- [WHAT NEEDS TO BE DONE] Reproduce these lines without any change, starting at the line that contains "Where can the light" and ending at the line that contains "<point>95,265</point>", both included.

- [DATA PROVIDED]
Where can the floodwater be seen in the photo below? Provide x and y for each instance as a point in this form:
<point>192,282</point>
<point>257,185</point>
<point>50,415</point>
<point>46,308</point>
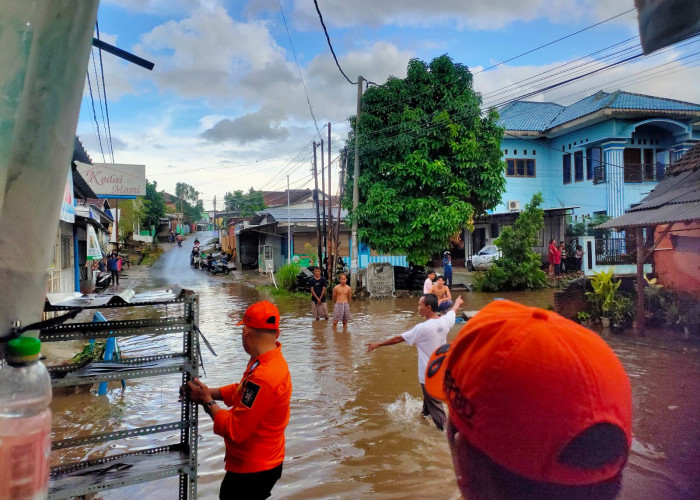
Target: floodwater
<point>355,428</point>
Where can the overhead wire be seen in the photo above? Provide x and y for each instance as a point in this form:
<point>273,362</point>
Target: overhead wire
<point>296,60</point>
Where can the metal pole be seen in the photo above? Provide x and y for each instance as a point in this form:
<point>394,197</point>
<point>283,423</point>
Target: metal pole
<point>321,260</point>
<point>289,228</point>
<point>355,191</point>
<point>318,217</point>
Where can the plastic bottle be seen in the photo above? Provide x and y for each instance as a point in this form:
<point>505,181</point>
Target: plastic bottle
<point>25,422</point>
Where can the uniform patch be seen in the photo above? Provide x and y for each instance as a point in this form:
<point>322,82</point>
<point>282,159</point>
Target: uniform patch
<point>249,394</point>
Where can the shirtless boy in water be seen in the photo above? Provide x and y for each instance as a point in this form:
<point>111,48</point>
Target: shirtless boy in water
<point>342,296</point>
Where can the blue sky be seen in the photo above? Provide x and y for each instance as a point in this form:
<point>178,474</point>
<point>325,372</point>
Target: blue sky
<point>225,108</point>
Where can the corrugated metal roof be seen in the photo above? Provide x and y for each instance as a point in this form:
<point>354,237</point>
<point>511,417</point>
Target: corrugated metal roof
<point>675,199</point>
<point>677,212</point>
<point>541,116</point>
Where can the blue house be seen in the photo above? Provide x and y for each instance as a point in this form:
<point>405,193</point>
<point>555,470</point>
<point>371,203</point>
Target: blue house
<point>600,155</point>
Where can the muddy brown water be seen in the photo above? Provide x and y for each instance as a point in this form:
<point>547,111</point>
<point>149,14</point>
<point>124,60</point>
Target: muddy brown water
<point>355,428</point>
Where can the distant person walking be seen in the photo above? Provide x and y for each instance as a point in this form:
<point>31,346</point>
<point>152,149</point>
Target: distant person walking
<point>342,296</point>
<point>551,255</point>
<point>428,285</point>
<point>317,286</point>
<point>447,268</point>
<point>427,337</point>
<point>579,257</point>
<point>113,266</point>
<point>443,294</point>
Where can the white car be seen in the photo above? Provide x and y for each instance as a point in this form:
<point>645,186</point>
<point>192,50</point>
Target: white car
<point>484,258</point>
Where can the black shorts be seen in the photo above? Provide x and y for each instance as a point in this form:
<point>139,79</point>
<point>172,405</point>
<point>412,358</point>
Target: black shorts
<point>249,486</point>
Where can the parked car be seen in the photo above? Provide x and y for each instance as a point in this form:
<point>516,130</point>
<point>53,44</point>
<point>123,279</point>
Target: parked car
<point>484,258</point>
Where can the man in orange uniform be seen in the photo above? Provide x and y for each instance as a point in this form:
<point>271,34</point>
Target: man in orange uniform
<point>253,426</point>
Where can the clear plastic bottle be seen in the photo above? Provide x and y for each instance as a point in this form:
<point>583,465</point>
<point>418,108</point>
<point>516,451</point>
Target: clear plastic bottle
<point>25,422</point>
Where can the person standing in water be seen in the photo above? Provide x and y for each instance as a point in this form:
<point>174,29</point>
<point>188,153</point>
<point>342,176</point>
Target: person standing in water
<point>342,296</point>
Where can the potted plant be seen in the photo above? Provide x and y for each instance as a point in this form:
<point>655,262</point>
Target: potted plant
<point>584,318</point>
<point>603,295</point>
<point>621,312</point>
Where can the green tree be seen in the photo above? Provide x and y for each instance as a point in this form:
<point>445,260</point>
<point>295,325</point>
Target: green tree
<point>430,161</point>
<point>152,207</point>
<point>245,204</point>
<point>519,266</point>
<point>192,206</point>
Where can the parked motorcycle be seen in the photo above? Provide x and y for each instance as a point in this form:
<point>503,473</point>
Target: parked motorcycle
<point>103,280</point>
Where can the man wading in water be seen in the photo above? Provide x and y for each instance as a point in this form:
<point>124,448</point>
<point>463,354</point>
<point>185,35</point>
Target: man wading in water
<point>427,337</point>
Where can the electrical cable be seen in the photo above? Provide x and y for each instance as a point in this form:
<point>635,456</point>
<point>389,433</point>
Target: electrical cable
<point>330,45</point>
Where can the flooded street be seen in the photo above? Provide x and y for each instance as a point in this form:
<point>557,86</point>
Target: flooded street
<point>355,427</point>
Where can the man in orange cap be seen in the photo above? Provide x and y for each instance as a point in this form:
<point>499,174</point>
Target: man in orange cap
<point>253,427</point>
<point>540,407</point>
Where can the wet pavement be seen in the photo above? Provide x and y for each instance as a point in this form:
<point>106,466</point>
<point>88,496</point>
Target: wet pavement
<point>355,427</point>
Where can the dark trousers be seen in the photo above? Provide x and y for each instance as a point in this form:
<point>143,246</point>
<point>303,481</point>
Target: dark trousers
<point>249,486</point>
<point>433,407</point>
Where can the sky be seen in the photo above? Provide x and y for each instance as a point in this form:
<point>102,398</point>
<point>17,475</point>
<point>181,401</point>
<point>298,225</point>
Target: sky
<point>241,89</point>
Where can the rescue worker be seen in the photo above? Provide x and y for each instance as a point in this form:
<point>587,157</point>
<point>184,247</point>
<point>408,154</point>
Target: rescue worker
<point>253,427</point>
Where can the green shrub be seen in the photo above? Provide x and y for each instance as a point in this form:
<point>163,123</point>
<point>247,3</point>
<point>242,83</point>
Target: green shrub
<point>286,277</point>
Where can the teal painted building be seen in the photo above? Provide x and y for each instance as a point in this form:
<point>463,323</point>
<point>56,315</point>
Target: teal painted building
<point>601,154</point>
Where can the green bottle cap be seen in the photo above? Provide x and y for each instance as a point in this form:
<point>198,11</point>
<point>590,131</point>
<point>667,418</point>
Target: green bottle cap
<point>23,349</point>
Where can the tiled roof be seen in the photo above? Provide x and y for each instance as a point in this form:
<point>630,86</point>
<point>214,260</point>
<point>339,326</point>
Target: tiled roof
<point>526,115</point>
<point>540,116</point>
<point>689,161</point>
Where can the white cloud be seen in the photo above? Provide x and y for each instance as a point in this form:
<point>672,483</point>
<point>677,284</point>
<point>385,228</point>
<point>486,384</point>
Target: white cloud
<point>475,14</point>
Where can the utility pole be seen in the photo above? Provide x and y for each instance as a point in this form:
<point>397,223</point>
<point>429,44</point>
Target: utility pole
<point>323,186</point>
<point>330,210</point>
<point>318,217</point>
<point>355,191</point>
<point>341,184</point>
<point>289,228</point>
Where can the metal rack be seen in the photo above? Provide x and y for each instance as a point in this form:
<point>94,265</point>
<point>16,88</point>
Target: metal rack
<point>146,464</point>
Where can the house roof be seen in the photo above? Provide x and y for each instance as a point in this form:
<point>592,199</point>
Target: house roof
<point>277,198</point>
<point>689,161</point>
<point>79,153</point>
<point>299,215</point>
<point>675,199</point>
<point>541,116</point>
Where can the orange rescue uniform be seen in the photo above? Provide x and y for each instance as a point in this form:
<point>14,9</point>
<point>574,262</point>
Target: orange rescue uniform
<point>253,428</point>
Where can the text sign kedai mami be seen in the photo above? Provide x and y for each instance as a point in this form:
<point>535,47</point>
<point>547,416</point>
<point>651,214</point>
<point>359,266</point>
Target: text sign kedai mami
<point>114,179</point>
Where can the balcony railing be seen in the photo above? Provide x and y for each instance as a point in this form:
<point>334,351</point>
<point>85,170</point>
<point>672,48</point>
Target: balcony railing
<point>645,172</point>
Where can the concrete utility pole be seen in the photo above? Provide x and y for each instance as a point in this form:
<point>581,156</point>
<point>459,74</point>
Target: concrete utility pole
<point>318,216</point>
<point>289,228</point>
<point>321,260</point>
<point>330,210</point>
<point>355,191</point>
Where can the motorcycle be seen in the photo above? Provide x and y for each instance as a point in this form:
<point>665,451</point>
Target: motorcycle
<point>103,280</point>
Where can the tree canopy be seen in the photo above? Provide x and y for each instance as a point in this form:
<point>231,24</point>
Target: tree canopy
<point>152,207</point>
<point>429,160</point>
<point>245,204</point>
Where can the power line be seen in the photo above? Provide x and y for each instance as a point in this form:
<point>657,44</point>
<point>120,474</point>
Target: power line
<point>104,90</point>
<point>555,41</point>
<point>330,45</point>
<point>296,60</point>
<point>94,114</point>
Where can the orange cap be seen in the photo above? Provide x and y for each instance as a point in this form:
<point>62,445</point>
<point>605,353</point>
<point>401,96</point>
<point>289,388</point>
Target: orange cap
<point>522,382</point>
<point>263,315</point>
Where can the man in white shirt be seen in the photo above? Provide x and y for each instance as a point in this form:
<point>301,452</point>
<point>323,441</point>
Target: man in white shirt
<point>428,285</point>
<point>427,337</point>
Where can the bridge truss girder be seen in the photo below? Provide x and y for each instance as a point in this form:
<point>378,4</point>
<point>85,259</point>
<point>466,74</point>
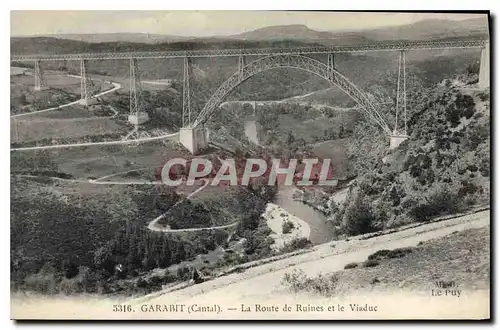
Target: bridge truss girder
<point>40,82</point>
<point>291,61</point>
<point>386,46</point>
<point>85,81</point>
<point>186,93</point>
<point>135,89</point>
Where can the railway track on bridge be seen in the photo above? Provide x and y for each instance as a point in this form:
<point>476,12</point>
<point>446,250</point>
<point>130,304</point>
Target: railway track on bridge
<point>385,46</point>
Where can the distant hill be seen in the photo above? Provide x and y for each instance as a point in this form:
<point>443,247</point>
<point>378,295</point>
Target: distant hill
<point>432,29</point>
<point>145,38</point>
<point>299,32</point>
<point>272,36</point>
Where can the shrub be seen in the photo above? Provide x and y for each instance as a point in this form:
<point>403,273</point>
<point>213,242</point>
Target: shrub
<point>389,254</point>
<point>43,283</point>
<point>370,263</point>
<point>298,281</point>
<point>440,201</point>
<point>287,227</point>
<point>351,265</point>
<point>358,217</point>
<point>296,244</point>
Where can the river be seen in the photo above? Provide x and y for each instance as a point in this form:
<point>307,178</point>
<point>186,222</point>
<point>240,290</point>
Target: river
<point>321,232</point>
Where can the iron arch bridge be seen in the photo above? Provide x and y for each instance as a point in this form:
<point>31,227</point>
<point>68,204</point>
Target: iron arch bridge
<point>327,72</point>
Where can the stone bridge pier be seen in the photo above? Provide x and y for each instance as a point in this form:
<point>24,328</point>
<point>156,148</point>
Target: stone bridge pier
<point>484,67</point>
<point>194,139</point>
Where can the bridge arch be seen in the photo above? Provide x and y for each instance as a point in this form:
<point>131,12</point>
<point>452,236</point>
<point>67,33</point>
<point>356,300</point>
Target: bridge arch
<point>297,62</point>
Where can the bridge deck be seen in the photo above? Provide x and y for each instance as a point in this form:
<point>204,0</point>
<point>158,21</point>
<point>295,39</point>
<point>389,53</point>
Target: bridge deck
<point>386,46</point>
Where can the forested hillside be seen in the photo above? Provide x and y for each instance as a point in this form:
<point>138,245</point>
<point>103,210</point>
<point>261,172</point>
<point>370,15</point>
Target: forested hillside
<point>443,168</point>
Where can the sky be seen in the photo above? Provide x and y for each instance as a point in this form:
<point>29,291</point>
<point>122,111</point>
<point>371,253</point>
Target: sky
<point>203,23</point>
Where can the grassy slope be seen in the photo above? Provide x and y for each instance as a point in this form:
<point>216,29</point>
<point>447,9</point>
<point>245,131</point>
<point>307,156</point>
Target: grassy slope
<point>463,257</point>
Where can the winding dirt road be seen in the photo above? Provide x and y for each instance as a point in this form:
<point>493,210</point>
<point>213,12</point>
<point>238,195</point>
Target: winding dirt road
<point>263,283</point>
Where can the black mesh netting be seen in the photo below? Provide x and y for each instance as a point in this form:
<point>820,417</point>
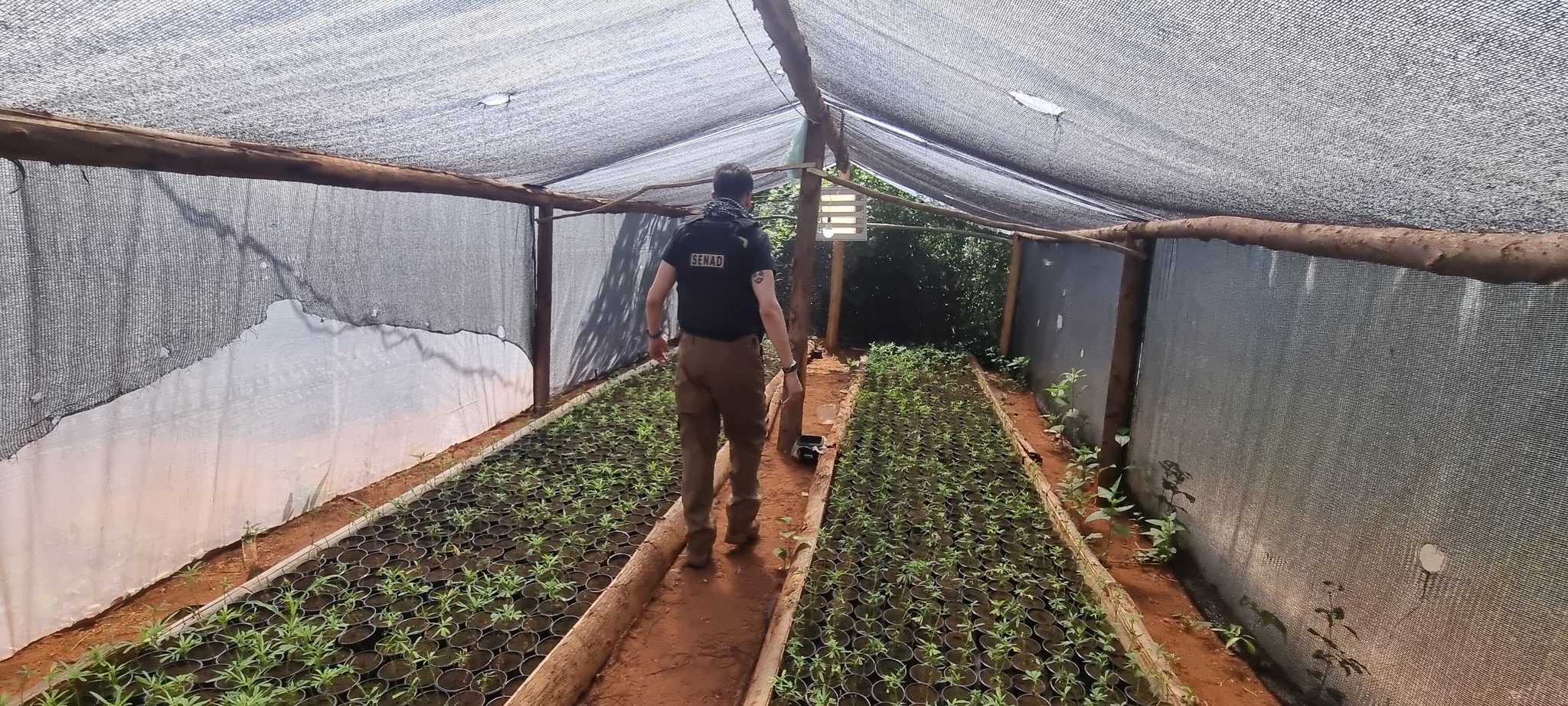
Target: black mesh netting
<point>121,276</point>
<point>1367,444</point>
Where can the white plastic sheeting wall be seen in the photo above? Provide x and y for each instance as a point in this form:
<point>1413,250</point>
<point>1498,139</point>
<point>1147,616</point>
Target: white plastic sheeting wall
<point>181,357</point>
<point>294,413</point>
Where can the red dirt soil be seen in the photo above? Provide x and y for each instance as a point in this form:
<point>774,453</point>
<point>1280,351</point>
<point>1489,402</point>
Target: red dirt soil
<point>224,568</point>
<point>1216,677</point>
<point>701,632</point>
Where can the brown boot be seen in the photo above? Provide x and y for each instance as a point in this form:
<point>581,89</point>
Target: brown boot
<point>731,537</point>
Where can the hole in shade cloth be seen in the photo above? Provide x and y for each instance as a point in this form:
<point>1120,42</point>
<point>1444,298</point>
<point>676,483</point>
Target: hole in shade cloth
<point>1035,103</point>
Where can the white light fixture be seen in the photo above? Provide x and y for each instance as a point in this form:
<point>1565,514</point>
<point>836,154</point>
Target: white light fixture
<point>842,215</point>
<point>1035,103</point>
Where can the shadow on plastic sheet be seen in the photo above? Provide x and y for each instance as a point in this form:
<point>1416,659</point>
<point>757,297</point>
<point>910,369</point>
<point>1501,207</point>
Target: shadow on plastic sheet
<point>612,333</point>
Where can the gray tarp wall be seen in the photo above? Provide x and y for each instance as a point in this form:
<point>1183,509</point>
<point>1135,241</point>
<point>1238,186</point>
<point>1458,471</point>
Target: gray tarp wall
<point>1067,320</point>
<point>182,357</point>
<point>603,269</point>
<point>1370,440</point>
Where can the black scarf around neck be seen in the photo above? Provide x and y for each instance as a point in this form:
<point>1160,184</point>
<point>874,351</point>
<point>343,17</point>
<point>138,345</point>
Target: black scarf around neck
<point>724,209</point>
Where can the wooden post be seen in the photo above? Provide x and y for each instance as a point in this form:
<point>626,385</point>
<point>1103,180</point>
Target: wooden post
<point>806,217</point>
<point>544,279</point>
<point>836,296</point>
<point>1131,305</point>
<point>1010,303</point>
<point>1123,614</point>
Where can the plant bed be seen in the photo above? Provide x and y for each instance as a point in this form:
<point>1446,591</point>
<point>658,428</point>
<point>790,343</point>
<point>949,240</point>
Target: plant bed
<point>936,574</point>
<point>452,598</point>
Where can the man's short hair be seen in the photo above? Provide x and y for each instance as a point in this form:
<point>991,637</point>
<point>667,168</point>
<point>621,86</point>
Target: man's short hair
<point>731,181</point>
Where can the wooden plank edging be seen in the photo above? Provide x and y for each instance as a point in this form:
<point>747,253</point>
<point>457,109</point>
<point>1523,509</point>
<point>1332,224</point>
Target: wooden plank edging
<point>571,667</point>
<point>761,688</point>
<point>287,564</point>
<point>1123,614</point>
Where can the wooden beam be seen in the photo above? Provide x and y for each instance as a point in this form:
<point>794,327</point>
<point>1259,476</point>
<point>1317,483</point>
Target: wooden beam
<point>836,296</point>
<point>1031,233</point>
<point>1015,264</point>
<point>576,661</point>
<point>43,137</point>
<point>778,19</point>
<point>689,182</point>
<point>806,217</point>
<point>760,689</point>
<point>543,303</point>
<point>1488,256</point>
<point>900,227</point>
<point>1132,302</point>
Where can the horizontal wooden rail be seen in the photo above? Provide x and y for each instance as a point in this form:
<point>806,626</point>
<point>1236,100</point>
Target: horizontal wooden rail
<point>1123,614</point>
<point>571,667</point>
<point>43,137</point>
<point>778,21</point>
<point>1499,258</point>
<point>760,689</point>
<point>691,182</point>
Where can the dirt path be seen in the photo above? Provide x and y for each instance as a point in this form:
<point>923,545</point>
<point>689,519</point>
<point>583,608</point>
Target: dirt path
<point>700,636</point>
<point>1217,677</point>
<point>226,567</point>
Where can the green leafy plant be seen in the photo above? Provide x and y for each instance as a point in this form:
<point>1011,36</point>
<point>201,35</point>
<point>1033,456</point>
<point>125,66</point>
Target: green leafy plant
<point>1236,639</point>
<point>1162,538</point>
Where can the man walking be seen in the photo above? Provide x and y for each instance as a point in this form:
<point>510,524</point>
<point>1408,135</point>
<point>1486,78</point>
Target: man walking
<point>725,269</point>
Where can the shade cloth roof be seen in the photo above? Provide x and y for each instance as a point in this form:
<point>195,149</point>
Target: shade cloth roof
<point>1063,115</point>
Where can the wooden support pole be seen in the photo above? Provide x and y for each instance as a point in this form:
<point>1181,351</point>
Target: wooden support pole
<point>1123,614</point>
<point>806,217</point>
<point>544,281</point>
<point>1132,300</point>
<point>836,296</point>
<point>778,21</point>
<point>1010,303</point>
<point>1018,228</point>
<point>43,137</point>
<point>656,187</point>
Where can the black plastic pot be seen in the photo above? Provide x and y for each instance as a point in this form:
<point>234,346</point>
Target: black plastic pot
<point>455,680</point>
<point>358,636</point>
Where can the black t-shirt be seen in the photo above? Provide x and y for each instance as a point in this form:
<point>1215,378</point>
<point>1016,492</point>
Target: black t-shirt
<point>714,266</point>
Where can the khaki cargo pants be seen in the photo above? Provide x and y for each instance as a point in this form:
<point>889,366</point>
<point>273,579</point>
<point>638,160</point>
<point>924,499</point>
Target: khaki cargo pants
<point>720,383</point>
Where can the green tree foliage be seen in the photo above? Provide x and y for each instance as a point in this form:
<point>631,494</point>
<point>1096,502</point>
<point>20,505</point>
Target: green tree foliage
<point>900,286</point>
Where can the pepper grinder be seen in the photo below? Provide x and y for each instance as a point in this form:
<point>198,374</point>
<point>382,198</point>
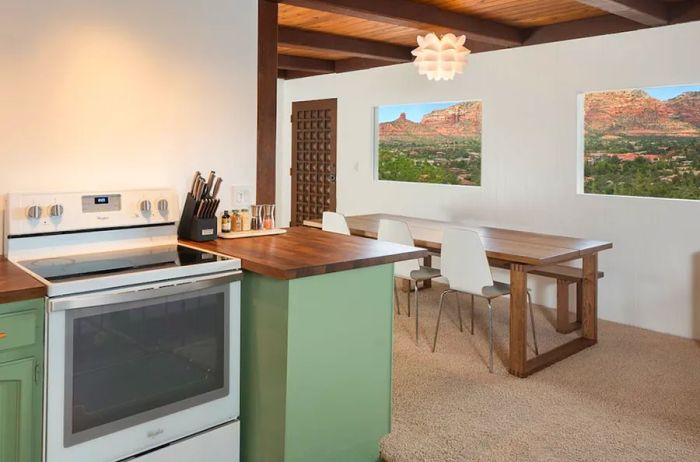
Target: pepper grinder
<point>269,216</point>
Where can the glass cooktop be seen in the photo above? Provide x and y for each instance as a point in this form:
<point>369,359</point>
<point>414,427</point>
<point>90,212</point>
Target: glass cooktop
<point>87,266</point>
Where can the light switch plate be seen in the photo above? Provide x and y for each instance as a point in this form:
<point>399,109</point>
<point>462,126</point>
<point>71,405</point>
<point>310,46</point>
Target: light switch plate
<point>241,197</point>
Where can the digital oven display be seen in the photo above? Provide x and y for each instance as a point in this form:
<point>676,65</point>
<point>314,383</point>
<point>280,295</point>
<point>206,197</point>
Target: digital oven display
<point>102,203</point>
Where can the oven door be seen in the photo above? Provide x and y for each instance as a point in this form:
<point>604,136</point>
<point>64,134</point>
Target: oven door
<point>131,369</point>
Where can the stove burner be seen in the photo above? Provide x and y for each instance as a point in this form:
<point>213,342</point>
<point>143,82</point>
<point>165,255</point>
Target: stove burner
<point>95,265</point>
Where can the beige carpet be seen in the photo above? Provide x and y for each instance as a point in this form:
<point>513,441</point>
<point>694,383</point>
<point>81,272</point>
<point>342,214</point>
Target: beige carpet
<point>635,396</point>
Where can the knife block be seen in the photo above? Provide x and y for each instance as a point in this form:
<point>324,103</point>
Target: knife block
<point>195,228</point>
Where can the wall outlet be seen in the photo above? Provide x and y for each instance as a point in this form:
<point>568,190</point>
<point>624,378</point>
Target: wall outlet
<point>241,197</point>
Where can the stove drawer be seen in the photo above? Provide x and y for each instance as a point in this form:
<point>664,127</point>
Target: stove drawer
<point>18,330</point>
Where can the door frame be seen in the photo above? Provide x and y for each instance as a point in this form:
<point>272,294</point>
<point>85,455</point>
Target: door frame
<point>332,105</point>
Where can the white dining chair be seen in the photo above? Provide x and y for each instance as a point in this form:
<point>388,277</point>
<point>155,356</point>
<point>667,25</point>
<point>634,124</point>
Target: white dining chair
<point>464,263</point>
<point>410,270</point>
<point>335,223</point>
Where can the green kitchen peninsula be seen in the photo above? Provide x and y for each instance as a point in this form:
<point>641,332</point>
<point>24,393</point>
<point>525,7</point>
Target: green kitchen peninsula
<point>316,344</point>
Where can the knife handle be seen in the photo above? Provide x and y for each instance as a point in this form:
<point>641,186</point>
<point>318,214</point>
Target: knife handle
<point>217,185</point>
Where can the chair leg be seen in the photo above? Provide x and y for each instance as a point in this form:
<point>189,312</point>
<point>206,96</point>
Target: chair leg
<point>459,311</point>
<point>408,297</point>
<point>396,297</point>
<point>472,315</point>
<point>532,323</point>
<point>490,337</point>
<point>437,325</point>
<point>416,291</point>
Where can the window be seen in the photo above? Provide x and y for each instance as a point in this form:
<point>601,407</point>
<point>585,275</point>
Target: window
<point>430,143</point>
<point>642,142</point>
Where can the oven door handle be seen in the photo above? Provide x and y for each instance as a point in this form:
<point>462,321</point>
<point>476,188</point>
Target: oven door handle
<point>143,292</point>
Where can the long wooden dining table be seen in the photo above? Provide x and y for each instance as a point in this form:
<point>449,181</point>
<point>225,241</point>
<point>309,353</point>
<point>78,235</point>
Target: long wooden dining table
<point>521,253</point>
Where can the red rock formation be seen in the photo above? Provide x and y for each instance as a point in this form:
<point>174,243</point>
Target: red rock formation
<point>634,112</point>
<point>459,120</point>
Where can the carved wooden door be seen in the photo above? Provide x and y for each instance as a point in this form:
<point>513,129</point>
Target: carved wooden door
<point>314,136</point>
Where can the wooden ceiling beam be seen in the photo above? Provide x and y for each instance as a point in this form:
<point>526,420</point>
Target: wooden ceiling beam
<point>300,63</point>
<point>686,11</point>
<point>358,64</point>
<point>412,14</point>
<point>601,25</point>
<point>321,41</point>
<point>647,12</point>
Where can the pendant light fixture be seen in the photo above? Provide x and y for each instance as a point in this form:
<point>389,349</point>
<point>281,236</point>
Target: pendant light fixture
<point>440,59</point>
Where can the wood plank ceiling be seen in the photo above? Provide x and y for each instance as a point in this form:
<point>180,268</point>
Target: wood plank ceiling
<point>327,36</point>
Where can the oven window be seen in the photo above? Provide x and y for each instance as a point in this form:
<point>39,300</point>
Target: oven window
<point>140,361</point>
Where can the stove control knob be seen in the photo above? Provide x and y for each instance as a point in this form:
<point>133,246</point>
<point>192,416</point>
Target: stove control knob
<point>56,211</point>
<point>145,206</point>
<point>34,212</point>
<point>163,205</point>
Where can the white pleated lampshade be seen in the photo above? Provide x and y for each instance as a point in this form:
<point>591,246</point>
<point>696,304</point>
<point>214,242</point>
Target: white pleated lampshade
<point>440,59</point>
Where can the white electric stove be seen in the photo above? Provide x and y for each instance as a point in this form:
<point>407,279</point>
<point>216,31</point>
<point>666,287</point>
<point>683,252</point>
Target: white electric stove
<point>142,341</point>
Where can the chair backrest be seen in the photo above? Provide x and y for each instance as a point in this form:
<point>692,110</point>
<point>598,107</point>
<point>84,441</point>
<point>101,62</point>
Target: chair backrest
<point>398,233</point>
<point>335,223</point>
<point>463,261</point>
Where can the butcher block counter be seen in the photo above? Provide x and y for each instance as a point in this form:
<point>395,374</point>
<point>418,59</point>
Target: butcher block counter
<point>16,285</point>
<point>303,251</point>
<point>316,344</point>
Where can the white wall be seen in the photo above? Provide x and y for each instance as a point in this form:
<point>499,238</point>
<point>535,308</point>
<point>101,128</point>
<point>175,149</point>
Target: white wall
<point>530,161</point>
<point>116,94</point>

- [EXPECTED OUTPUT]
Where can the light switch plate be seen in the photo above? Provide x and y for each instance as a point in this form:
<point>399,109</point>
<point>462,126</point>
<point>71,405</point>
<point>310,46</point>
Target: light switch plate
<point>241,197</point>
Where can the digital oven display be seen in the photo above? Provide x and y for each instance as a point in this form:
<point>676,65</point>
<point>314,383</point>
<point>280,295</point>
<point>206,197</point>
Target: digital oven display
<point>102,203</point>
Where can the oven door be seen in the photo above? Provide x and y for each instance as a point in this form:
<point>604,136</point>
<point>64,134</point>
Target: oven door
<point>131,369</point>
Where can the stove burner be seen in the photo above? Provide x and y for each instance as a point in this form:
<point>213,342</point>
<point>143,82</point>
<point>165,255</point>
Target: stove burner
<point>95,265</point>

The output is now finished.